* [TEXT]:
-- start --

# Emojify!

To build an Emojifier, we are going to use word vector representations.

Have you ever wanted to make your text messages more expressive? Your emojifier app will help you do that. So rather than writing "Congratulations on the promotion! Lets get coffee and talk. Love you!" the emojifier can automatically turn this into "Congratulations on the promotion! 👍 Lets get coffee and talk. ☕️ Love you! ❤️" Using this model, inputs a sentence (such as "Let's go see the baseball game tonight!") and finds the most appropriate emoji to be used with this sentence (⚾️). In many emoji interfaces, you need to remember that ❤️ is the "heart" symbol rather than the "love" symbol. But using word vectors, you'll see that even if your training set explicitly relates only a few words to a particular emoji, your algorithm will be able to generalize and associate words in the test set to the same emoji even if those words don't even appear in the training set. This allows you to build an accurate classifier mapping from sentences to emojis, even using a small training set.

In [0]:
#@title Install packages and download files

# Install packages
!pip install torch torchvision -q
!pip install emoji -q
# Download 50 dimentional GLoVe embedding
!wget http://nlp.stanford.edu/data/glove.6B.zip
!unzip glove.6B.zip
!rm *.*.*00d.txt
!rm *.zip

In [1]:
%matplotlib inline

import torch
from torch import nn
from torch.utils.data import TensorDataset, DataLoader
import numpy as np
import csv
import emoji
import matplotlib.pyplot as plt

torch.__version__

'1.1.0'

In [0]:
# To read glove vector embedding
def read_glove_vecs(glove_file):
    with open(glove_file, 'r') as f:
        words = set()
        word_to_vec_map = {}
        for line in f:
            line = line.strip().split()
            curr_word = line[0]
            words.add(curr_word)
            word_to_vec_map[curr_word] = np.array(line[1:], dtype=np.float64)

-- end --

* [EXERCISES TO COMPLETE]:
**1.** Answer from the Emojify notebook:
(a) Which emoji does it pair with "Let's go see the baseball game tonight!"?
(b) What version string is printed for torch?
(c) How many dimensions does the download comment give for the GloVe embedding?
**2.** Resume the Emojify notebook from the last line shown.
The material that comes next has no connection to the Emojify notebook.

* [DATA SHOWN]:

-- start --

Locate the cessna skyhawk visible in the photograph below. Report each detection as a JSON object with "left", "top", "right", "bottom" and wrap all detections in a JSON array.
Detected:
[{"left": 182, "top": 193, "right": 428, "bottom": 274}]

-- end --

* [ANSWERS BELOW]:
**1.**
(a) ⚾️
(b) '1.1.0'
(c) 50

**2.**
        i = 1
        words_to_index = {}
        index_to_words = {}
        for w in sorted(words):
            words_to_index[w] = i
            index_to_words[i] = w
            i = i + 1
    return words_to_index, index_to_words, word_to_vec_map


In [0]:
emoji_dictionary = {"0": "\u2764\uFE0F",    # :heart: prints a black instead of red heart depending on the font
                    "1": ":baseball:",
                    "2": ":smile:",
                    "3": ":disappointed:",
                    "4": ":fork_and_knife:"}

def label_to_emoji(label):
    """
    Converts a label (int or string) into the corresponding emoji code (string) ready to be printed
    """
    return emoji.emojize(emoji_dictionary[str(label)], use_aliases=True)

In [0]:
def read_csv(filename):
    phrase = []
    emoji = []

    with open(filename) as csvDataFile:
        csvReader = csv.reader(csvDataFile)

        for row in csvReader:
            phrase.append(row[0].strip())
            emoji.append(row[1].strip())

    X = np.asarray(phrase)
    Y = np.asarray(emoji, dtype=int)

    return X, Y

Load the dataset using the code below. We split the dataset between training (127 examples) and testing (56 examples).

In [0]:
X_train, Y_train = read_csv('train_emoji.csv')
X_test, Y_test = read_csv('tesss.csv')

In [10]:
print('Training set size:', len(X_train))
print('Test set size:', len(X_test))

Training set size: 132
Test set size: 56


In [11]:
# First 10 rows
for i in range(10):
    print(X_train[i], label_to_emoji(Y_train[i]))

never talk to me again 😞
I am proud of your achievements 😄
It is the worst day in my life 😞
Miss you so much ❤️
food is life 🍴
I love you mum ❤️
Stop saying bullshit 😞
congratulations on your acceptance 😄
The assignment is too long 😞
I want to go play ⚾


In [12]:
maxLen = len(max(X_train, key=len).split())
maxLen

10

In [0]:
# read the GLoVe embedding
word_to_index, index_to_word, word_to_vec_map = read_glove_vecs('glove.6B.50d.txt')

* `word_to_index`: dictionary mapping from words to their indices in the vocabulary (400,001 words, with the valid indices ranging from 0 to 400,000)

* `index_to_word`: dictionary mapping from indices to their corresponding words in the vocabulary

* `word_to_vec_map`: dictionary mapping words to their GloVe vector representation.

In [14]:
# as a example
word = "india"
index = 289846
print("the index of", word, "in the vocabulary is", word_to_index[word])
print("the", str(index) + "th word in the vocabulary is", index_to_word[index])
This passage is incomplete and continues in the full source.